LISTED RECORDS:
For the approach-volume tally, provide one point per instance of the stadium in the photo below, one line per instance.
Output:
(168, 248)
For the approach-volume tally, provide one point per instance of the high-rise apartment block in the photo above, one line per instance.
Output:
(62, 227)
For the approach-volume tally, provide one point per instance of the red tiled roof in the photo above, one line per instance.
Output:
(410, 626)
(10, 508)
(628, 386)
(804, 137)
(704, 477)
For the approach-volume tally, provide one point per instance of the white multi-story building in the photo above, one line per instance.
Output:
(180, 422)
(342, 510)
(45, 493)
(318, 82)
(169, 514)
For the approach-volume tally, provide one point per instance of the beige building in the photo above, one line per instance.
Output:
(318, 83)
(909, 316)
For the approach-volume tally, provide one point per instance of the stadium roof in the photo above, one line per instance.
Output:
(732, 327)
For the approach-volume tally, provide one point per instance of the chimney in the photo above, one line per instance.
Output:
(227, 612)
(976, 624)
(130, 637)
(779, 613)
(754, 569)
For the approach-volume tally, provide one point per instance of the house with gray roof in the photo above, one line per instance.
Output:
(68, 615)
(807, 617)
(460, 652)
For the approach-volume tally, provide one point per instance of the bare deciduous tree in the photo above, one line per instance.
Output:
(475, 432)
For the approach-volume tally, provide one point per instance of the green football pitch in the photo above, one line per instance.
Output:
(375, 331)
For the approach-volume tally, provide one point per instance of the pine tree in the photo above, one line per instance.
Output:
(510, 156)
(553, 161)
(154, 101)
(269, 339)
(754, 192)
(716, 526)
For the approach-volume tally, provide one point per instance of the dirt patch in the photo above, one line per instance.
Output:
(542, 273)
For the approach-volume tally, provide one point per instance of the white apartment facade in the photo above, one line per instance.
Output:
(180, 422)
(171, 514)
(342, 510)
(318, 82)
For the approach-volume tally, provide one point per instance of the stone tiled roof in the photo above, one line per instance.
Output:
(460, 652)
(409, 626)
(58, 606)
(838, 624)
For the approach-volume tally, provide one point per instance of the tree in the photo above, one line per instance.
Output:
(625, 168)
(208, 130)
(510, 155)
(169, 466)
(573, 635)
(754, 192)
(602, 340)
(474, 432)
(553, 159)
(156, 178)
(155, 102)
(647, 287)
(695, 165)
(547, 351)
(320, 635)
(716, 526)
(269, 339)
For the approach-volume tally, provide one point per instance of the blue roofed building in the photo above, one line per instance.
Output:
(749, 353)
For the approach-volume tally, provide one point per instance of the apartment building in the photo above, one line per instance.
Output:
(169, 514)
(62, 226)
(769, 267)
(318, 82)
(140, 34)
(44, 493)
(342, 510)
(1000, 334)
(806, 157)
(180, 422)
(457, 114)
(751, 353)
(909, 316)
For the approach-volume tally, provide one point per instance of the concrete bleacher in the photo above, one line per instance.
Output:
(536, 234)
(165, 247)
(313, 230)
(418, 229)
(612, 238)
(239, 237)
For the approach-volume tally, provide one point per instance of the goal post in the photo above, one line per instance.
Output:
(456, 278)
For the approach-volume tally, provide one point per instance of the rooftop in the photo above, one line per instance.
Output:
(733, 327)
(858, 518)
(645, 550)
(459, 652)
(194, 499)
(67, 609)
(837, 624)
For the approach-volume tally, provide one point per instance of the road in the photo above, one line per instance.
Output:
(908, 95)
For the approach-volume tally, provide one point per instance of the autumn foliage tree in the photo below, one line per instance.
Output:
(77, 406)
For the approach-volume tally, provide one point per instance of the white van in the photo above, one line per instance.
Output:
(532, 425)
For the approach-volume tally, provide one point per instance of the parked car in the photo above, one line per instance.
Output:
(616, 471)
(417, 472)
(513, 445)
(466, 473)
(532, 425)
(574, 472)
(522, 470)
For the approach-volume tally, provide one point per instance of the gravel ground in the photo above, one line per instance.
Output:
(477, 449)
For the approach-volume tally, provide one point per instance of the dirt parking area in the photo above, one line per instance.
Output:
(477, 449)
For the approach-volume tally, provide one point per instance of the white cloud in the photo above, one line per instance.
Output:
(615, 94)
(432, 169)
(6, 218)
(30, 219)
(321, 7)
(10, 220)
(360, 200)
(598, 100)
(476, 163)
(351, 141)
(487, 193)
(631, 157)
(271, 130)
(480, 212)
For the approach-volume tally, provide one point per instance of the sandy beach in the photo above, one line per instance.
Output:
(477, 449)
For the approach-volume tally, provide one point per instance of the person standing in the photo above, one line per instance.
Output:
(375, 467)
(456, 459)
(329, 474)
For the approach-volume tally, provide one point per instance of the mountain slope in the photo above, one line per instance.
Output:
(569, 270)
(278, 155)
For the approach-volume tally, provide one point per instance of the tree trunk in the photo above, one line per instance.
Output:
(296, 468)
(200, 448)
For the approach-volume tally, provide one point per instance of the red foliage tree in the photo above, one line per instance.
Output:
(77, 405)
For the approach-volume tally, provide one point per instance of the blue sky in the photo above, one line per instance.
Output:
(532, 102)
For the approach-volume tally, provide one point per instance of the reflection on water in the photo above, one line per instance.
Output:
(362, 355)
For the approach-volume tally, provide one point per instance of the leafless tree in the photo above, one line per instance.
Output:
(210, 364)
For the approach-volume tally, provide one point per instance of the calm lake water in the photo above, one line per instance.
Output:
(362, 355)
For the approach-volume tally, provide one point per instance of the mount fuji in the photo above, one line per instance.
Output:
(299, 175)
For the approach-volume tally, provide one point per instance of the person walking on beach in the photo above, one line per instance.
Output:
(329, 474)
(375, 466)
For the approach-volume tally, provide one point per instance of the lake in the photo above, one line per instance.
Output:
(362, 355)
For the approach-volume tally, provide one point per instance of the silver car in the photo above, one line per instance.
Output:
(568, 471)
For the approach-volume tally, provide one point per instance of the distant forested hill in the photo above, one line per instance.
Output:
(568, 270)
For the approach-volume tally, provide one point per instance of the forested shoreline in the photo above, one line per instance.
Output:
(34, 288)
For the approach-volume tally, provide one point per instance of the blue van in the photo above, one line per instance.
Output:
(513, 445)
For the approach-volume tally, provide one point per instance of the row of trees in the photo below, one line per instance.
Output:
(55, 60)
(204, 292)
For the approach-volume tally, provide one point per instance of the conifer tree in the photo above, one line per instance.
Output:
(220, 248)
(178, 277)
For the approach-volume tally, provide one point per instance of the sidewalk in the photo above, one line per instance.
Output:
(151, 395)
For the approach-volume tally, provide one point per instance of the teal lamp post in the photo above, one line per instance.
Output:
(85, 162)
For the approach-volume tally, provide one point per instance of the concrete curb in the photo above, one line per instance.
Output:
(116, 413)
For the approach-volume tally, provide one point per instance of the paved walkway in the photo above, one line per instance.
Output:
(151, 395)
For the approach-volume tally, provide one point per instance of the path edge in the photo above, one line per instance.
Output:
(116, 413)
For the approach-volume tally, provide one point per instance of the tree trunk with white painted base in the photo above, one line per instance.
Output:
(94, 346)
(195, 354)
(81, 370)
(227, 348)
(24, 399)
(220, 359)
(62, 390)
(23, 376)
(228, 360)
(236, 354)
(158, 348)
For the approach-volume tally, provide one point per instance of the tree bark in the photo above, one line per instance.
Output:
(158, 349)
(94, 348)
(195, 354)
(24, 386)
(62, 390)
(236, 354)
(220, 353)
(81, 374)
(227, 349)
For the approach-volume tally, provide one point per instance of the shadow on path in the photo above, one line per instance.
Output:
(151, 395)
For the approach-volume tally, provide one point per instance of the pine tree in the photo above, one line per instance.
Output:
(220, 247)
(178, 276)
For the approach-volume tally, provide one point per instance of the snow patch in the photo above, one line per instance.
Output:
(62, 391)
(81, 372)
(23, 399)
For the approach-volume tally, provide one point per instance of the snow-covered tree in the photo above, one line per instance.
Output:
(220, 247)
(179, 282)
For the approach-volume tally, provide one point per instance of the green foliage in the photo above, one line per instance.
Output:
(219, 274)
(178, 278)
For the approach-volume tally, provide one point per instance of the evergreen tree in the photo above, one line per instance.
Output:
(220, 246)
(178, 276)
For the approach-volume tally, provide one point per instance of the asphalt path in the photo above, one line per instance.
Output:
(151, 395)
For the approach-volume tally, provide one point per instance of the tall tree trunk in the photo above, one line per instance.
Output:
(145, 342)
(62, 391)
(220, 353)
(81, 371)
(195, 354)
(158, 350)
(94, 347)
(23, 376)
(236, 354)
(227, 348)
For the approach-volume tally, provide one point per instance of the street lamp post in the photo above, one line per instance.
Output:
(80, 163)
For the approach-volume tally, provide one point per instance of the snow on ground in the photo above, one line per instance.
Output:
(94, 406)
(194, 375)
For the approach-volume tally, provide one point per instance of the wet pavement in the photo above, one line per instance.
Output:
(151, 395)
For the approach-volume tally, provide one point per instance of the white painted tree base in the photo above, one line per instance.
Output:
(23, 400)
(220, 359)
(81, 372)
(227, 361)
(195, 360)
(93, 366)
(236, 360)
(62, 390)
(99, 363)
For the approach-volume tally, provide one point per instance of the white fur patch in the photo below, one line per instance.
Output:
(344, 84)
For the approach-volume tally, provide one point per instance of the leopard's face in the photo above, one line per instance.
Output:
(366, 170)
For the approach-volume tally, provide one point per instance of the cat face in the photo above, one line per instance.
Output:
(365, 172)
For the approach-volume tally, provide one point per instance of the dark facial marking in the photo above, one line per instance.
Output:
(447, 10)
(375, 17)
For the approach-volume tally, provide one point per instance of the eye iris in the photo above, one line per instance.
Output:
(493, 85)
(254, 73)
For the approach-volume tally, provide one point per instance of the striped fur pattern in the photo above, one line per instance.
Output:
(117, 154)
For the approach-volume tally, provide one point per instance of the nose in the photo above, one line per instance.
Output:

AIM: Find "of the leopard's" in the data above, then repeat that line and all lines after it exactly, ending with the final line.

ANSWER BELOW:
For the approach-volume tally, provide one point per instance of the leopard's face in the photo above, one line per instance.
Output:
(366, 170)
For the approach-volume tally, provide one point per instance of the cat face in the photo above, one line per instance.
Output:
(365, 172)
For the approach-volume tally, provide one point per instance of the dark facial marking in the photo above, one line per instance.
Output:
(447, 10)
(375, 17)
For the approach-volume tally, provide one point per instance of the eye iris in the photo above, one line per instance.
Output:
(493, 85)
(254, 73)
For the approach-volume tally, provide one point per instance of the striped fur pattern in the photo above, one line per instance.
Output:
(117, 154)
For the approach-volume tally, provide one point per instance of the nose in the photo above, one line per instance.
Output:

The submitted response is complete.